## The task
Tally the lines in the items below that contain the string "facade", with case significant. State only the resulting number.

## Records for this exercise
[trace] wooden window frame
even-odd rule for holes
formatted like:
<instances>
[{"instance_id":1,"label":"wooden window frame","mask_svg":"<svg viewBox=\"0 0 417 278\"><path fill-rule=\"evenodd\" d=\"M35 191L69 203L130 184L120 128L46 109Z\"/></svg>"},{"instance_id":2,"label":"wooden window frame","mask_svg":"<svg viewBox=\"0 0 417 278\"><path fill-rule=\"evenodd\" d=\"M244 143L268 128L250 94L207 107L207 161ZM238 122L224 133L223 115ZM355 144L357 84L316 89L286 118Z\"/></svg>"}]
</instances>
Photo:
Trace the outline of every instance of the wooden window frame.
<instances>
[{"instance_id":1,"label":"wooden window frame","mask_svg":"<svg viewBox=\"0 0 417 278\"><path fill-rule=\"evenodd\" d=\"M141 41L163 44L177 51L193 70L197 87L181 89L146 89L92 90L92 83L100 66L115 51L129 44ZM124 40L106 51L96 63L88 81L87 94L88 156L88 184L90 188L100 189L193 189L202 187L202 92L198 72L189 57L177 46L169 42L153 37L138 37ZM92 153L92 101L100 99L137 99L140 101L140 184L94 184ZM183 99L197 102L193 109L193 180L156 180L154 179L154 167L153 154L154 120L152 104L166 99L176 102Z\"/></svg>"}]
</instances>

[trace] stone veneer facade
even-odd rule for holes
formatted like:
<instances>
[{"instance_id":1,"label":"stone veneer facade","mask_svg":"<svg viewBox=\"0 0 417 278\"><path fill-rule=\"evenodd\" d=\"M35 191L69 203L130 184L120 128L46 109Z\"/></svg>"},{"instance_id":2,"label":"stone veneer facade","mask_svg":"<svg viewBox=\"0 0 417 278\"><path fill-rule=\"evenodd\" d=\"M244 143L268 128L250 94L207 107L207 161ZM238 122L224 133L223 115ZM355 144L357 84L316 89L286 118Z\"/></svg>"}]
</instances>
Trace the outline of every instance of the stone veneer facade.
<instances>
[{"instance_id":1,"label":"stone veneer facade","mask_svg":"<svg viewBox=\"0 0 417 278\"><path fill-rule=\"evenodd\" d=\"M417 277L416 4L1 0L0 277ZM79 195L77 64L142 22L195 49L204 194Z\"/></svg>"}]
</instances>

## Exercise result
4